■ The records ■
****************************************

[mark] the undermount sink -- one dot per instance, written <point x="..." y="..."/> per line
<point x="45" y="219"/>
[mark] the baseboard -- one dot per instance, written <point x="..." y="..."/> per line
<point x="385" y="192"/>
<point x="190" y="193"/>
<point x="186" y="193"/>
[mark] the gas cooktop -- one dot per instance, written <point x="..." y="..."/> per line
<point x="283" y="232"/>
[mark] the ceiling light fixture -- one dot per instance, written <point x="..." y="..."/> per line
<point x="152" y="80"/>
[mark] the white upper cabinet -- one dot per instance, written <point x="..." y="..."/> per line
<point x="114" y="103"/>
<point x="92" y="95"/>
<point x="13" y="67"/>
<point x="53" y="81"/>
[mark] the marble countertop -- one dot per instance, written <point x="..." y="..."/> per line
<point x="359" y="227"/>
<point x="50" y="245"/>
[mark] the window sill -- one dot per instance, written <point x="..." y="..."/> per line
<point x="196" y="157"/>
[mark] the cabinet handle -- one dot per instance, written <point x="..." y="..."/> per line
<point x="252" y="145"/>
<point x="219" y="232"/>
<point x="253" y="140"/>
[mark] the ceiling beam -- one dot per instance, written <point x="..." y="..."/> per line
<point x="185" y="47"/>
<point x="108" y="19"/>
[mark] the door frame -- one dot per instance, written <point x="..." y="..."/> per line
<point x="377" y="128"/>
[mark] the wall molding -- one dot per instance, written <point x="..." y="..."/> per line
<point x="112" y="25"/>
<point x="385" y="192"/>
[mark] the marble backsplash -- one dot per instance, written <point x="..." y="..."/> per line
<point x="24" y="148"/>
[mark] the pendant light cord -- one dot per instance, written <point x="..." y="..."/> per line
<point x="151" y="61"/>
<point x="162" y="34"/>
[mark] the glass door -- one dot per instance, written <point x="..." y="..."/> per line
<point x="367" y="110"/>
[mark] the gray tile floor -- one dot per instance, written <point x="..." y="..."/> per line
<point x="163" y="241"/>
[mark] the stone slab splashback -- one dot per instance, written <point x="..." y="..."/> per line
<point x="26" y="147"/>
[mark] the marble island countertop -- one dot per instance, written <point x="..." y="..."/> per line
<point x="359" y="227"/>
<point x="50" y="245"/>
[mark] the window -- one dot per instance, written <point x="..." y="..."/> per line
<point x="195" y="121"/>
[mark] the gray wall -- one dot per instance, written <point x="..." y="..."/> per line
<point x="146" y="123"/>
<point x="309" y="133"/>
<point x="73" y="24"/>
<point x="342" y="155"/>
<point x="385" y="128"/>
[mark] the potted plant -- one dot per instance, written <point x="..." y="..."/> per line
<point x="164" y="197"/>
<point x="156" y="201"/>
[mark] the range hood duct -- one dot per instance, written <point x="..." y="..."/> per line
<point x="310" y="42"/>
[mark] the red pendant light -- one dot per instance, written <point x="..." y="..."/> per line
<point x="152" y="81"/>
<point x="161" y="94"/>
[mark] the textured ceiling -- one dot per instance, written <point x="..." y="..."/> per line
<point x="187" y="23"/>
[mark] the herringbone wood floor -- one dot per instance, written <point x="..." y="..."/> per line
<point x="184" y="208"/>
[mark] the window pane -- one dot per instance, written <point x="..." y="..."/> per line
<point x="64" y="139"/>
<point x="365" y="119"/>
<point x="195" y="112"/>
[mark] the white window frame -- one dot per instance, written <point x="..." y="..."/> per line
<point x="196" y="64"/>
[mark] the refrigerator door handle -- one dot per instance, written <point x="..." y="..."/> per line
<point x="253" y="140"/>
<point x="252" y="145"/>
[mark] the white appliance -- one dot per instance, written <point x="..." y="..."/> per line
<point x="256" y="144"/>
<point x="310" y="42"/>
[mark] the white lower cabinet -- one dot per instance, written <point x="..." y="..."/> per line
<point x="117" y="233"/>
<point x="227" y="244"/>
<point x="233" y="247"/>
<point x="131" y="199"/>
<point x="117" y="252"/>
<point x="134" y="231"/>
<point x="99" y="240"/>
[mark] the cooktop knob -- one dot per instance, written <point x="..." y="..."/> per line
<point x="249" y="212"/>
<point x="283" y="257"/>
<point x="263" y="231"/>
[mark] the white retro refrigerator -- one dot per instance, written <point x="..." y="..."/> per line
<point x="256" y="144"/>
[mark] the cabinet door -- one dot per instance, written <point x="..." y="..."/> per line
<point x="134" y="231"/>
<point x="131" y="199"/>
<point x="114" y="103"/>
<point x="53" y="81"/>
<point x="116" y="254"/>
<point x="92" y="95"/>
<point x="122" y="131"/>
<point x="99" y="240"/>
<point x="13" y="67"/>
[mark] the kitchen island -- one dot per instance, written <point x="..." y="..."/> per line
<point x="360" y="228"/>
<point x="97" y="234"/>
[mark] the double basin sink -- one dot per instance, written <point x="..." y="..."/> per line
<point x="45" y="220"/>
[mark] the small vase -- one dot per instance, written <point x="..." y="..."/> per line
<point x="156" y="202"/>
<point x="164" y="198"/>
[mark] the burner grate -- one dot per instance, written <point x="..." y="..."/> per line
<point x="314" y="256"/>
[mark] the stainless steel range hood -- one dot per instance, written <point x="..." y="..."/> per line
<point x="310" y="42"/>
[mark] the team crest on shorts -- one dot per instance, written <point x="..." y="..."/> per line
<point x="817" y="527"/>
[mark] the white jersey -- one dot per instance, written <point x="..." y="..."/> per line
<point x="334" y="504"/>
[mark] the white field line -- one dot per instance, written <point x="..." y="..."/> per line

****************************************

Render every line of the records above as a JSON list of strings, one string per line, leaving out blank lines.

[
  "[mark] the undermount sink -- one dot per instance, written <point x=\"...\" y=\"...\"/> per line",
  "<point x=\"45\" y=\"219\"/>",
  "[mark] the baseboard -- one dot per instance, written <point x=\"...\" y=\"...\"/> per line",
  "<point x=\"385\" y=\"192\"/>",
  "<point x=\"190\" y=\"193\"/>",
  "<point x=\"186\" y=\"193\"/>",
  "[mark] the gas cooktop -- one dot per instance, written <point x=\"...\" y=\"...\"/> per line",
  "<point x=\"283\" y=\"232\"/>",
  "[mark] the ceiling light fixture -- one dot per instance, written <point x=\"...\" y=\"...\"/> per line",
  "<point x=\"152\" y=\"80\"/>",
  "[mark] the white upper cabinet -- one dot per instance, written <point x=\"...\" y=\"...\"/> per line",
  "<point x=\"114\" y=\"103\"/>",
  "<point x=\"92\" y=\"95\"/>",
  "<point x=\"13\" y=\"67\"/>",
  "<point x=\"53\" y=\"81\"/>",
  "[mark] the marble countertop -- one dot per instance, written <point x=\"...\" y=\"...\"/> per line",
  "<point x=\"359\" y=\"227\"/>",
  "<point x=\"50\" y=\"245\"/>",
  "[mark] the window sill -- one dot per instance, written <point x=\"...\" y=\"...\"/> per line",
  "<point x=\"196\" y=\"157\"/>",
  "[mark] the cabinet handle -- one dot per instance, written <point x=\"...\" y=\"...\"/> per line",
  "<point x=\"252\" y=\"145\"/>",
  "<point x=\"219\" y=\"232\"/>",
  "<point x=\"253\" y=\"140\"/>",
  "[mark] the ceiling beam -- one dot per instance, written <point x=\"...\" y=\"...\"/> per line",
  "<point x=\"185\" y=\"47\"/>",
  "<point x=\"108\" y=\"19\"/>",
  "[mark] the door frame -- one dot per instance, written <point x=\"...\" y=\"...\"/> per line",
  "<point x=\"377\" y=\"128\"/>",
  "[mark] the wall molding -- one dot per instance, written <point x=\"...\" y=\"...\"/> per line",
  "<point x=\"112\" y=\"25\"/>",
  "<point x=\"385\" y=\"192\"/>",
  "[mark] the marble backsplash -- one dot per instance, written <point x=\"...\" y=\"...\"/> per line",
  "<point x=\"24\" y=\"148\"/>",
  "[mark] the pendant light cord -- one dot per instance, written <point x=\"...\" y=\"...\"/> per line",
  "<point x=\"151\" y=\"61\"/>",
  "<point x=\"162\" y=\"34\"/>",
  "[mark] the glass door -- one dot per instance, written <point x=\"...\" y=\"...\"/> per line",
  "<point x=\"367\" y=\"110\"/>",
  "[mark] the gray tile floor -- one dot per instance, written <point x=\"...\" y=\"...\"/> per line",
  "<point x=\"163\" y=\"241\"/>",
  "[mark] the stone slab splashback -- one dot per instance, written <point x=\"...\" y=\"...\"/> per line",
  "<point x=\"26\" y=\"147\"/>",
  "[mark] the marble island countertop -- one dot per instance, written <point x=\"...\" y=\"...\"/> per line",
  "<point x=\"359\" y=\"227\"/>",
  "<point x=\"50\" y=\"245\"/>",
  "[mark] the window -- one dot per instance, written <point x=\"...\" y=\"...\"/> per line",
  "<point x=\"195\" y=\"121\"/>",
  "[mark] the gray wall -- one dot per instance, written <point x=\"...\" y=\"...\"/> per line",
  "<point x=\"146\" y=\"123\"/>",
  "<point x=\"309\" y=\"133\"/>",
  "<point x=\"73\" y=\"24\"/>",
  "<point x=\"342\" y=\"155\"/>",
  "<point x=\"385\" y=\"128\"/>",
  "[mark] the potted plant -- one dot per instance, written <point x=\"...\" y=\"...\"/> per line",
  "<point x=\"164\" y=\"197\"/>",
  "<point x=\"156\" y=\"201\"/>",
  "[mark] the range hood duct -- one dot per instance, written <point x=\"...\" y=\"...\"/> per line",
  "<point x=\"310\" y=\"42\"/>",
  "[mark] the red pendant light -- one dot per instance, written <point x=\"...\" y=\"...\"/> per line",
  "<point x=\"152\" y=\"81\"/>",
  "<point x=\"161\" y=\"94\"/>",
  "[mark] the textured ceiling -- one dot per instance, written <point x=\"...\" y=\"...\"/> per line",
  "<point x=\"187\" y=\"23\"/>",
  "[mark] the herringbone wood floor -- one dot per instance, written <point x=\"...\" y=\"...\"/> per line",
  "<point x=\"184\" y=\"208\"/>",
  "[mark] the window pane -- one dot per instance, written <point x=\"...\" y=\"...\"/> per line",
  "<point x=\"64\" y=\"139\"/>",
  "<point x=\"365\" y=\"119\"/>",
  "<point x=\"195\" y=\"112\"/>",
  "[mark] the white window frame -- one dot per instance, written <point x=\"...\" y=\"...\"/> per line",
  "<point x=\"196\" y=\"64\"/>",
  "[mark] the refrigerator door handle -- one dot per instance, written <point x=\"...\" y=\"...\"/> per line",
  "<point x=\"253\" y=\"140\"/>",
  "<point x=\"252\" y=\"145\"/>",
  "[mark] the white appliance -- one dot per instance, written <point x=\"...\" y=\"...\"/> per line",
  "<point x=\"256\" y=\"144\"/>",
  "<point x=\"310\" y=\"42\"/>",
  "[mark] the white lower cabinet -- one dot per instance, written <point x=\"...\" y=\"...\"/> per line",
  "<point x=\"117\" y=\"233\"/>",
  "<point x=\"227\" y=\"244\"/>",
  "<point x=\"233\" y=\"247\"/>",
  "<point x=\"131\" y=\"199\"/>",
  "<point x=\"117\" y=\"252\"/>",
  "<point x=\"134\" y=\"231\"/>",
  "<point x=\"99\" y=\"240\"/>",
  "[mark] the cooktop knob -- one dot per instance, written <point x=\"...\" y=\"...\"/> per line",
  "<point x=\"249\" y=\"212\"/>",
  "<point x=\"283\" y=\"257\"/>",
  "<point x=\"263\" y=\"231\"/>",
  "[mark] the white retro refrigerator -- one dot per instance, written <point x=\"...\" y=\"...\"/> per line",
  "<point x=\"256\" y=\"144\"/>",
  "[mark] the cabinet door -- one dot per instance, written <point x=\"...\" y=\"...\"/> per line",
  "<point x=\"134\" y=\"231\"/>",
  "<point x=\"131\" y=\"199\"/>",
  "<point x=\"114\" y=\"103\"/>",
  "<point x=\"53\" y=\"81\"/>",
  "<point x=\"116\" y=\"254\"/>",
  "<point x=\"92\" y=\"95\"/>",
  "<point x=\"122\" y=\"131\"/>",
  "<point x=\"99\" y=\"240\"/>",
  "<point x=\"13\" y=\"67\"/>",
  "[mark] the kitchen island -- one dot per instance, written <point x=\"...\" y=\"...\"/> per line",
  "<point x=\"360\" y=\"228\"/>",
  "<point x=\"97\" y=\"234\"/>",
  "[mark] the double basin sink -- one dot per instance, written <point x=\"...\" y=\"...\"/> per line",
  "<point x=\"45\" y=\"220\"/>",
  "[mark] the small vase -- one dot per instance, written <point x=\"...\" y=\"...\"/> per line",
  "<point x=\"156\" y=\"202\"/>",
  "<point x=\"164\" y=\"198\"/>",
  "[mark] the burner grate -- one dot per instance, written <point x=\"...\" y=\"...\"/> per line",
  "<point x=\"314\" y=\"256\"/>",
  "[mark] the stainless steel range hood -- one dot per instance, written <point x=\"...\" y=\"...\"/> per line",
  "<point x=\"310\" y=\"42\"/>",
  "[mark] the team crest on shorts -- one dot per instance, written <point x=\"...\" y=\"...\"/> per line",
  "<point x=\"817\" y=\"527\"/>",
  "[mark] the white jersey -- one dot per instance, written <point x=\"...\" y=\"...\"/> per line",
  "<point x=\"334\" y=\"504\"/>",
  "[mark] the white field line -- one dot per instance, written <point x=\"...\" y=\"...\"/> per line"
]